* [WHAT TO DO]:
1) Answer these questions about the lockdown essay on plague literature:
(a) About how long did the expected online shopping spree take?
(b) What share of Europe's population did the Black Death kill?
(c) Until what moment of the day does the writer think they probably have Covid-19?
2) In the lockdown essay on plague literature, rewrite the passage starting with "Let’s begin with" and going on through "the Ice Age.", and substitute "Great Mortality" for "Black Death".
3) Extend the lockdown essay on plague literature, picking up after its last sentence.

Like maybe 98% of writers around the world, I’ve spent lockdown compiling my own account of quarantine restrictions: from the terrible non-haircuts, to the chorizo-fuelled weight gain, to the way I think I probably have Covid-19, throughout the day, right until the moment I have my first gin — all of this set in the wider, weirder world of shuttered streets, abandoned to empty buses and racing motorbikes.
When I began these corona diaries I decided I should put the pandemic in context — by reading all the available literature relating to plagues and pestilence. So I went online to do some shopping — and to my great surprise, the anticipated spree took about five minutes. Because when it comes to Plague Lit, there isn’t much.
Let’s begin with the most fearful pestilence of all: the Black Death. In the 1340s and 50s this bacterial pandemic slaughtered 30-50% of Europe’s population and similar numbers across most of Asia. It was the greatest calamity endured by homo sapiens since the end of the Ice Age.

[Saved entries]
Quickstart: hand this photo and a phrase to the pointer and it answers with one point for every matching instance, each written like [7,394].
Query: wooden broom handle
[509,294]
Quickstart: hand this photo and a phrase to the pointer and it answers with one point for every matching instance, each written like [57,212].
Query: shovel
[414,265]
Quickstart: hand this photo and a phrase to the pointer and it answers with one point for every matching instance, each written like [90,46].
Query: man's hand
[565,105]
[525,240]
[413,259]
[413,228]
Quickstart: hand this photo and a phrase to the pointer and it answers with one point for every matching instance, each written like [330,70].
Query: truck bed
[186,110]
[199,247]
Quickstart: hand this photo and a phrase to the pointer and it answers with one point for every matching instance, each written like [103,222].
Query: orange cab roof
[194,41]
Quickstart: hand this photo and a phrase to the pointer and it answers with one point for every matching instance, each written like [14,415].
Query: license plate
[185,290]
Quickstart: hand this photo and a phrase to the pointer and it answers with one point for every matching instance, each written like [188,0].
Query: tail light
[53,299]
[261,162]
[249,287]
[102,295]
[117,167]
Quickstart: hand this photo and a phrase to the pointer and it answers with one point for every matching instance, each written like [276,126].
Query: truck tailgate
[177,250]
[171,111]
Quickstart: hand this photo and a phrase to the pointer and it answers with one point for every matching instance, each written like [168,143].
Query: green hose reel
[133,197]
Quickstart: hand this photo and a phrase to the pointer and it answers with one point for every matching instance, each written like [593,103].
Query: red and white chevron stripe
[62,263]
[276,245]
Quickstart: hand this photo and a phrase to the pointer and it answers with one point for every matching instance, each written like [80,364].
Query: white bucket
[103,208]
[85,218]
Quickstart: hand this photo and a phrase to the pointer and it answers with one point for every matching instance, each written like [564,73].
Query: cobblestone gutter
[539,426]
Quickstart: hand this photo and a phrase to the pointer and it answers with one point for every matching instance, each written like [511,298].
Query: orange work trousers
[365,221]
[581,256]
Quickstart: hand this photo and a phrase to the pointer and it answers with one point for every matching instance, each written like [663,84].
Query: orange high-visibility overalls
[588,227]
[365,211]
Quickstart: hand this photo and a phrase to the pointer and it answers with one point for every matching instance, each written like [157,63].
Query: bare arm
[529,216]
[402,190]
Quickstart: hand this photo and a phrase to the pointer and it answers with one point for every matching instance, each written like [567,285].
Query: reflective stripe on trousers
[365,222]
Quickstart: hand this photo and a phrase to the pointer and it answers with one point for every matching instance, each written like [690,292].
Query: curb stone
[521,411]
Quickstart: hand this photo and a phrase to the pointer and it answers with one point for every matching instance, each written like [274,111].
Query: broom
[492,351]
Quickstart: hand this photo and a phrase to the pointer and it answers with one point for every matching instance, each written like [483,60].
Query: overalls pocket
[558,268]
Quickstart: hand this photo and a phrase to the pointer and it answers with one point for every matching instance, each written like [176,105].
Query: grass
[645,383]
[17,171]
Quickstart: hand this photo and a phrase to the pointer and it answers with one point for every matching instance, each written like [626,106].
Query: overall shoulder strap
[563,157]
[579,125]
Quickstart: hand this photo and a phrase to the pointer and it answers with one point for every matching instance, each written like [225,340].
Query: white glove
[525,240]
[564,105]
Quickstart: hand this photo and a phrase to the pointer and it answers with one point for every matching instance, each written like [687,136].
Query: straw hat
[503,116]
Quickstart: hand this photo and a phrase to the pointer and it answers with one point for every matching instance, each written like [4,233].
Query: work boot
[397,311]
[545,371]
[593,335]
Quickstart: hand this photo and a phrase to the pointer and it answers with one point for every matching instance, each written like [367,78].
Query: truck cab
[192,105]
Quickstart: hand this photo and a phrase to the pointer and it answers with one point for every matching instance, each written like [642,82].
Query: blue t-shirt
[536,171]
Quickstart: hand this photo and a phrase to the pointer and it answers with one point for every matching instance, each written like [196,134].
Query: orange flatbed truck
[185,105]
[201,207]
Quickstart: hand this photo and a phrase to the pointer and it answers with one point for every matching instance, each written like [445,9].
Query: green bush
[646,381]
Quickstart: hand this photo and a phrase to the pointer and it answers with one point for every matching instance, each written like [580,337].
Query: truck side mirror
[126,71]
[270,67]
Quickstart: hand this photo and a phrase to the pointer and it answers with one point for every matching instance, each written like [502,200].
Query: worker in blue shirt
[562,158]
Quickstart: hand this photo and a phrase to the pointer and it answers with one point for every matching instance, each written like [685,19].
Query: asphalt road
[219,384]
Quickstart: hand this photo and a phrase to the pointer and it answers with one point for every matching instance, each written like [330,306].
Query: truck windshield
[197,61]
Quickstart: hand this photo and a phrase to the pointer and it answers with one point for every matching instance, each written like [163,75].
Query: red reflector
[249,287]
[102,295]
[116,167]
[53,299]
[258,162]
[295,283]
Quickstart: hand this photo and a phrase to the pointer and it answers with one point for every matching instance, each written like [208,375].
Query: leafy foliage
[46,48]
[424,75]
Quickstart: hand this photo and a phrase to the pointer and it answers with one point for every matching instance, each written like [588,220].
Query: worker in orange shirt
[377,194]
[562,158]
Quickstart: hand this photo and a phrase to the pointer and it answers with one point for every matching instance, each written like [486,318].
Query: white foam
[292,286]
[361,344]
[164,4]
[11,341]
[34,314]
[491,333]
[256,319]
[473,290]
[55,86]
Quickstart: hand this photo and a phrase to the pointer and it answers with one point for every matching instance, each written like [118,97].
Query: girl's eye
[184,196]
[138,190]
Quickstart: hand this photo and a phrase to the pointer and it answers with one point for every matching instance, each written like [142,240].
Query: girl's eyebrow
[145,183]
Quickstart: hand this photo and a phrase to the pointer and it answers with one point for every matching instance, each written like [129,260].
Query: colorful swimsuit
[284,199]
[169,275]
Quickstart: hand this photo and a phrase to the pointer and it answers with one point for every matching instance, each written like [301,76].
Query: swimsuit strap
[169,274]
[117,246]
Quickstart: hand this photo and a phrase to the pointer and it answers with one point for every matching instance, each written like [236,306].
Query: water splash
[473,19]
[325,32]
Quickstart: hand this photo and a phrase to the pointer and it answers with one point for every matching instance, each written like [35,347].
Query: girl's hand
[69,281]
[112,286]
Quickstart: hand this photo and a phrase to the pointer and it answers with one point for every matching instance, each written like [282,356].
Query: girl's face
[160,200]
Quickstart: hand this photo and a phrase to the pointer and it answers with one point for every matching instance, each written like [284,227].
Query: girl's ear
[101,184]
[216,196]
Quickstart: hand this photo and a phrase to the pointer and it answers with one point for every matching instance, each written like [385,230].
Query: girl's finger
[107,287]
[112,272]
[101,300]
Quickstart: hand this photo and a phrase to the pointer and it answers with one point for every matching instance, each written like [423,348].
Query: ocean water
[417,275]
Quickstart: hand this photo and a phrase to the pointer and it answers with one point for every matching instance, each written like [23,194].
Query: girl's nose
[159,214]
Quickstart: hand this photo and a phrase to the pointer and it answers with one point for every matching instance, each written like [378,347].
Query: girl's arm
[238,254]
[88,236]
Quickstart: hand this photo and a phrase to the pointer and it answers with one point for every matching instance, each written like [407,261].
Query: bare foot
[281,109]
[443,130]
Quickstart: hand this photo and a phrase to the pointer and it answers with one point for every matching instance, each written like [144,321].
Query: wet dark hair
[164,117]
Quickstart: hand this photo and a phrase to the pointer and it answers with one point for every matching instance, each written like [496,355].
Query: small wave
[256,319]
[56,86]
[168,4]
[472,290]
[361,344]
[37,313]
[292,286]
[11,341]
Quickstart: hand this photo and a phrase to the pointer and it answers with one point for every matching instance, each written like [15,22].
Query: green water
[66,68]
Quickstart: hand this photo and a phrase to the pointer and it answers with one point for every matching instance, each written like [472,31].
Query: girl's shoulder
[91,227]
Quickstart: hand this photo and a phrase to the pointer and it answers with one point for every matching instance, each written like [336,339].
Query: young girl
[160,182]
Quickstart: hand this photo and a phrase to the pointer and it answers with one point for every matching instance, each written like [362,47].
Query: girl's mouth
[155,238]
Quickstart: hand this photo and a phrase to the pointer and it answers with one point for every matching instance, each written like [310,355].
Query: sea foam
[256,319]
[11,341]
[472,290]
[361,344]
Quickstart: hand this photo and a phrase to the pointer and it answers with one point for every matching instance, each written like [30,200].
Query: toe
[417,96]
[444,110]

* [ANSWERS FOR THIS EXERCISE]:
1)
(a) About five minutes.
(b) 30-50%.
(c) The moment of the first gin.

2)
Let’s begin with the most fearful pestilence of all: the Great Mortality. In the 1340s and 50s this bacterial pandemic slaughtered 30-50% of Europe’s population and similar numbers across most of Asia. It was the greatest calamity endured by homo sapiens since the end of the Ice Age.

3)
You would therefore expect such a colossal disaster to generate a large amount of literature. It did not. Indeed there is one standout work: Boccaccio’s The Decameron, which describes, in the introduction, the assault of Yersinia pestis on early Renaissance Florence. Boccaccio, the middle-class son of a Florentine merchant, spares no details, and no citizens, in his prose: he tells of the buboes in the groins and armpits, as “big as eggs or apples”, then talks of the poor “dying by the thousands” even as the “ruthless” — i.e. the rich — decamp to their castles in the country.
It’s a small masterpiece of eye-witness reporting, but it is just that: small. Following this brisk prologue, Boccaccio pursues the rich people into the Tuscan countryside, and the bulk of the book is 100 ribald, funny stories told by 10 posh young survivors, as they wait out the pox. The plague is, then, merely a framework. And this is the book about the Black Death: the other contemporary accounts are minor diaries by physicians.
Can this paucity be ascribed to the illiteracy of the times? Perhaps, but the same fourteenth century produced the Divine Comedy, The Canterbury Tales, the Chronicles of Froissart, and the Florentine scholar Petrarch. There was no lack of writers. Moreover, and puzzlingly, the bubonic plague was not revisited in later eras. Shakespeare was happy to write about medieval kings and their loves and battles: King John, King Richard II, King Edward III (who actually ruled England during the Black Death); the Black Death itself is ignored.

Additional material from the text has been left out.